Ihre Aufgaben
• 1. Beantworten Sie anhand des Gesetzes über die Übernahme der Staatsgewalt in den Ländern die folgenden Fragen:
(a) Was tritt an die Stelle der bisherigen Landesausschüsse?
(b) Wie viele Stellvertreter des Landeshauptmannes wählt jede provisorische Landesversammlung, und auf welche Weise?
(c) Wer bildet die „Landesregierung“?
• 2. Führen Sie das Gesetz über die Übernahme der Staatsgewalt in den Ländern im Anschluss an § 5 fort.

Vorliegender Gesetzestext
################

Gesetz
vom 14. November 1918
betreffend die Übernahme der Staatsgewalt in den Ländern

Die Provisorische Nationalversammlung des Staates Deutschösterreich hat beschlossen:

§ 1. An Stelle der bisherigen Landtage, deren Bestand auf Grund des Kaiserlichen Patentes vom 26. Februar 1861, R. G. Bl. Nr. 20, durch Landesordnungen und die hierzu erlassenen abändernden und ergänzenden Vorschriften geregelt ist, treten in Deutschösterreich bis zum Inkrafttreten neuer, durch Gesetz erlassener Landesordnungen die provisorischen Landesversammlungen.

Provisorische Landesversammlungen wurden in den Kronländern Kärnten, Österreich unter der Enns, Österreich ob der Enns, Salzburg, Steiermark, Tirol, Vorarlberg, Sudetenland, Deutsch-Böhmen aufgrund der Reichstags-Wahlergebnisse von 1911 in den Ländern gebildet.

§ 2. An Stelle der bisherigen Landesausschüsse treten die von den provisorischen Landesversammlungen gewählten "Landesräte". Ihre Mitglieder führen den Titel "Landesräte".

§ 3. Jede provisorische Landesversammlung wählt aus ihrer Mitte mit Stimmenmehrheit den Landeshauptmann und durch Verhältniswahlen zwei bis vier Stellvertreter.

Der Landeshauptmann und seine Stellvertreter führen in der provisorischen Landesversammlung den Vorsitz und leiten deren Verhandlungen sowie die Amtsführung des Landesrates.

§ 4. Der Landeshauptmann und seine Stellvertreter bilden die "Landesregierung".

Die Landesregierung übernimmt alle Amtsgeschäfte, die durch die geltenden Gesetze dem Landeschef (§ 2 des Gesetzes vom 19. Mai 1868, R. G. Bl. Nr. 44) übertragen sind.

Jene Amtsgeschäfte des Landeschefs, die zum Wirkungskreise des Finanzministeriums gehören, werden durch einen vom Landesrate mit Genehmigung des Staatsrates eigens hierzu berufenen Stellvertreter des Landeshauptmannes versehen.

Der Landesregierung untersteht die bisherige Landesbehörde (Statthalterei oder Landesregierung). Die k. k. Statthalter und k. k. Landespräsidenten werden abberufen.

§ 5. Der Landeshauptmann ist Vorsitzender der Landesregierung. Ihm obliegt auch die Vertretung des Staates und der Staatsregierung gegenüber den Landesbewohnern.

################

Bereitgestelltes Material
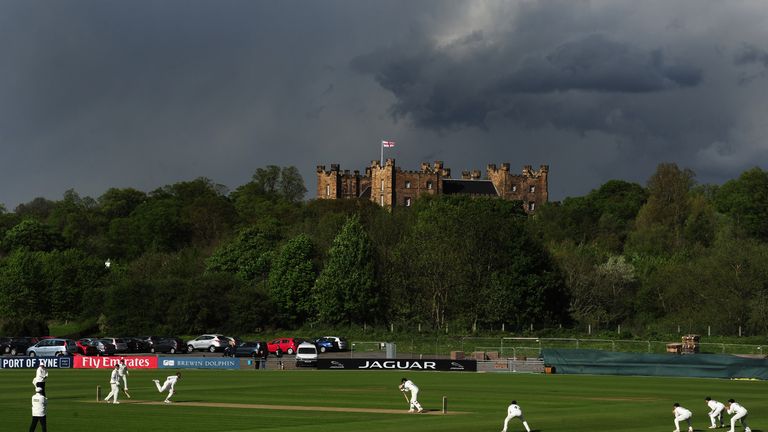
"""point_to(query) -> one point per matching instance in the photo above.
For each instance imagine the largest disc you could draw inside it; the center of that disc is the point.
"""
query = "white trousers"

################

Lösungen je Aufgabe
• 1.
(a) Die von den provisorischen Landesversammlungen gewählten „Landesräte“.
(b) Zwei bis vier Stellvertreter, durch Verhältniswahlen.
(c) Der Landeshauptmann und seine Stellvertreter.

• 2.
Der Landesrat hat zur Vereinfachung und Vereinheitlichung des Dienstesbetriebes und zur einheitlichen Handhabung der Dienstaufsicht ein Organ unter dem Titel Landesamtsdirektor zu ernennen, der, dem Landeshauptmann persönlich zugeteilt, der unmittelbare Vorgesetzte sämtlicher Beamten und Diener des Landesrates und der Landesregierung ist. Der Landesamtsdirektor ist das oberste Vollzugsorgan der Landesregierung. Der Wirkungskreis des Landesamtsdirektors erstreckt sich jedoch nicht auf die in § 4, Absatz 3, bezeichneten Angelegenheiten der Finanzverwaltung.

Welche Angelegenheiten dem Landeshauptmann zur persönlichen Erledigung vorbehalten bleiben müssen, wird durch Vollzugsanweisung des Staatsrates festgesetzt.

§ 6. Der Landeshauptmann leistet einem der Präsidenten des Staatsrates in Gegenwart der übrigen Mitglieder des geschäftsführenden Staatsdirektoriums die Angelobung auf den deutschösterreichischen Staat. Er nimmt die Mitglieder des Landesrates, sowie die Beamten und Bediensteten bei den ihm nachgeordneten Behörden und Ämtern in Eid und Pflicht.

§ 7. Die Amtsgebäude, die Beamten und Diener sowie die Amtseinrichtungen der bisherigen Landesbehörden gehen auf die neuen Landesregierung über.

§ 8. Die Landesregierung ist bei ihrer gesamten Amtsführung an die Dienstesanweisungen der deutschösterreichischen Staatsregierung gebunden und dieser verantwortlich.

§ 9. Die Teilung der öffentlichen Verwaltung in landesfürstliche und autonome ist aufgehoben.

Bis zur Durchführung der entsprechenden Verwaltungsreform bleiben die Geschäfte des Landesrates und der Landesregierung voneinander getrennt. Der Landeshauptmann kann jedoch verfügen, daß Amtsabteilungen des Landesrates und der Landesregierung, die mit derselben Sache befaßt sind, unmittelbar zusammenarbeiten.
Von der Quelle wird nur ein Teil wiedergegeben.